Work to be completed » List every four-digit year that appears in the news article below about the minority status of Aligarh Muslim University, in the order they occur.

**** Supplied text

NDA says AMU not minority institution
Updated: Jul 07, 2016, 12:26 IST
NEW DELHI: The Centre withdrew on Wednesday an appeal filed in the Supreme Court by the previous Congress-led government that had sought to retain the minority tag for the Aligarh Muslim University (AMU).
The Narendra Modi government also withdrew all letters issued by the ministry of human resource development (MHRD) under the UPA regime allowing the AMU to reserve 50% of its seats for Muslims in the faculty of medicine.
“This letter along with any other letter issued from the MHRD supporting the minority status of the AMU may be treated as withdrawn,” read a government affidavit filed in the top court.
The university’s identity is a contentious political issue in Uttar Pradesh, where the BJP is seeking to project it as an example of Muslim appeasement at the cost of the rights of scheduled castes, tribes and backward classes. The institution doesn’t offer quotas to these communities.
A formal abrogation of the minority status for the university by the courts could help the BJP in its outreach to SC/STs and OBCs in the state which goes to polls early next year.
The outcome of the case could also set a judicial precedent for a similar legal battle in the Delhi high court over the status for the Jamia Milia Islamia University, which was declared a minority institution during the UPA government in 2011.
The BJP-led government argues that granting AMU minority status is in violation of the Constitution which does not permit a secular India to set up and fund institutions on religious lines.
The BJP’s stand on the university is only the latest in a string of controversial moves that many see as polarising, including a campaign that claimed Hindu families were being forced out of Muslim-majority Kairana town in western Uttar Pradesh.
In its affidavit, the BJP government quoted former Prime Minister Indira Gandhi — who had told Parliament during a debate in 1972 that “if this demand (minority status to AMU) is conceded, the government cannot resist similar demands from other minorities, religious as well as linguistics.” In 2006, the UPA government and AMU appealed against an Allahabad High Court verdict that struck down a 1981 parliamentary amendment to grant the university minority status. The amendment circumvented a 1967 SC ruling which said the AMU was not a minority institution as it was set up the government and not Muslims.

********
**** Source information

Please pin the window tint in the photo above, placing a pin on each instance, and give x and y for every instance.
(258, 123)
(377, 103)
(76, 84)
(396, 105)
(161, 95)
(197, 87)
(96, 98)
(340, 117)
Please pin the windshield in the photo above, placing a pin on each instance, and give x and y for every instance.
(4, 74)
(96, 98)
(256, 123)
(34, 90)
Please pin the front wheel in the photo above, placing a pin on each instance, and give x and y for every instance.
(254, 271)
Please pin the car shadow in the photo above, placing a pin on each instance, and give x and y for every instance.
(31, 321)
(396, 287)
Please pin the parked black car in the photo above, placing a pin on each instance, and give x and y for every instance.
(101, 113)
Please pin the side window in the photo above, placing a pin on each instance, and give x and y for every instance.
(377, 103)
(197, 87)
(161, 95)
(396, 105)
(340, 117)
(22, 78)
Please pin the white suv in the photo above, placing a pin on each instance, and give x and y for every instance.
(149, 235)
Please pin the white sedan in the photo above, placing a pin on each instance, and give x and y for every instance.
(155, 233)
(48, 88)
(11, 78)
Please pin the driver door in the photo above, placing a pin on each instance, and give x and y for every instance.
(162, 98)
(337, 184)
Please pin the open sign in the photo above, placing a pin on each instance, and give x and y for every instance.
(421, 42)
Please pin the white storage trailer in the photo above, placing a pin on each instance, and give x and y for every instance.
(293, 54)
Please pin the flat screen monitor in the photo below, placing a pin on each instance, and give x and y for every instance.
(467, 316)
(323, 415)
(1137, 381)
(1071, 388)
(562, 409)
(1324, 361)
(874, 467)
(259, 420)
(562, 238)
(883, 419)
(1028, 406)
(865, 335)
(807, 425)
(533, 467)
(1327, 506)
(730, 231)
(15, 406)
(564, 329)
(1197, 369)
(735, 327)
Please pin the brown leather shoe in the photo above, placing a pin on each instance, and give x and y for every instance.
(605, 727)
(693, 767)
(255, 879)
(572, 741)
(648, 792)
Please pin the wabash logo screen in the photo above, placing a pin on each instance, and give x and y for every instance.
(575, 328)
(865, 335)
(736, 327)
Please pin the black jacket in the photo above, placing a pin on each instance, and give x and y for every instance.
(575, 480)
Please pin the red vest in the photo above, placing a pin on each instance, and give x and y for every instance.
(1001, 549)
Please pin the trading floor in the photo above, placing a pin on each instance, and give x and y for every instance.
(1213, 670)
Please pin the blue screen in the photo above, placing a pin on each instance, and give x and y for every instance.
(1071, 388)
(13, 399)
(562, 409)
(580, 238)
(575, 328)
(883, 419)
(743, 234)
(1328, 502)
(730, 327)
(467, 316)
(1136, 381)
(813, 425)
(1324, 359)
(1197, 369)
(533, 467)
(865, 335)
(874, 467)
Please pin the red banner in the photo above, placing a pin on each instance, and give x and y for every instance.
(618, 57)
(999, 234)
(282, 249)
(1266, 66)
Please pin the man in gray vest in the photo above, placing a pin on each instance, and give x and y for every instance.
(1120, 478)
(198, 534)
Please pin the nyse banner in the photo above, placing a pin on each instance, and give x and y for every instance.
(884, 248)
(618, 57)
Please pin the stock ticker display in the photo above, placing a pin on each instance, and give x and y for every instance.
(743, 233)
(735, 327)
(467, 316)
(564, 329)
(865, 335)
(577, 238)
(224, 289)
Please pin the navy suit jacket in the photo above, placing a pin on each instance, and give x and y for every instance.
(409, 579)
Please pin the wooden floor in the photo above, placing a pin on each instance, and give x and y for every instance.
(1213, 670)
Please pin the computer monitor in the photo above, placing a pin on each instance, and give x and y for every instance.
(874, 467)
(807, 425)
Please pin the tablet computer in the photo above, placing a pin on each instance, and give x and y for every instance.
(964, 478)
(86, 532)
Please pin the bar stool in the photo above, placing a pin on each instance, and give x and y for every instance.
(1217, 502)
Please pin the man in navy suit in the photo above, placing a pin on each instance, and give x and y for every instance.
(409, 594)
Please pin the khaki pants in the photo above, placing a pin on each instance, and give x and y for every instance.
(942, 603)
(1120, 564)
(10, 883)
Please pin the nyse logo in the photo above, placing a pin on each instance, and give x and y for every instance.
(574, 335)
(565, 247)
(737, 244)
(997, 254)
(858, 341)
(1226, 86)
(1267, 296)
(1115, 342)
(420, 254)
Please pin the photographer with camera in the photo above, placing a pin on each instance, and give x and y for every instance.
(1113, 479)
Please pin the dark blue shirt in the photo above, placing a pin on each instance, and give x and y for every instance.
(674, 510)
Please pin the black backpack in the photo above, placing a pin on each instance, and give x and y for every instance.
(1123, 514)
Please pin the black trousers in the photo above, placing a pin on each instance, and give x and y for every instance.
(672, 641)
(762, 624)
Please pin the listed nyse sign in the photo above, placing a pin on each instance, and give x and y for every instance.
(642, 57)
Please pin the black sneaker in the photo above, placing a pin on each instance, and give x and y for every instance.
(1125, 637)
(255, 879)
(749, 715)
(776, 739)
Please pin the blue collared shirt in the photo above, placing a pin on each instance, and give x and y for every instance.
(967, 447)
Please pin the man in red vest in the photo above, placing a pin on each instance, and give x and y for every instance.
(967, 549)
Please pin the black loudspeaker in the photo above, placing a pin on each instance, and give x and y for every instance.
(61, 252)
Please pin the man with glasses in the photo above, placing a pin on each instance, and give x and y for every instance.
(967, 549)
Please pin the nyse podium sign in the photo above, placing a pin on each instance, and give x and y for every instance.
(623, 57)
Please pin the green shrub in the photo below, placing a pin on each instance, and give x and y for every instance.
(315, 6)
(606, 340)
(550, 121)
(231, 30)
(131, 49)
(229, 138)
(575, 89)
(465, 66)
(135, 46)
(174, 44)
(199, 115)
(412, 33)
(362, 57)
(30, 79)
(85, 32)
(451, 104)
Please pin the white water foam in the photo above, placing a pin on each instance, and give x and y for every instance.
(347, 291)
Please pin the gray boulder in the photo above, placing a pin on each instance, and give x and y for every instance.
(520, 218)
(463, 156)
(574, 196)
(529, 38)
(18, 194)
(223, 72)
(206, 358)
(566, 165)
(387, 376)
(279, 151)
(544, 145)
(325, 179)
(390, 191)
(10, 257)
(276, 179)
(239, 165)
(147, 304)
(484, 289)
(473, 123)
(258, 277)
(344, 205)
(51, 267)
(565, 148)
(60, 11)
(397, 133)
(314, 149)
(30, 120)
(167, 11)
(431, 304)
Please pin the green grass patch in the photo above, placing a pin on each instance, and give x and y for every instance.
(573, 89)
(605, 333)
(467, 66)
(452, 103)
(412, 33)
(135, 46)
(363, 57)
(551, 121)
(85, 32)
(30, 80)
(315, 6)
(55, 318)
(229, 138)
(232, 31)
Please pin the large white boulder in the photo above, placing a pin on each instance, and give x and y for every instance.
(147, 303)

********

Finished exercise » 2016, 2011, 1972, 2006, 1981, 1967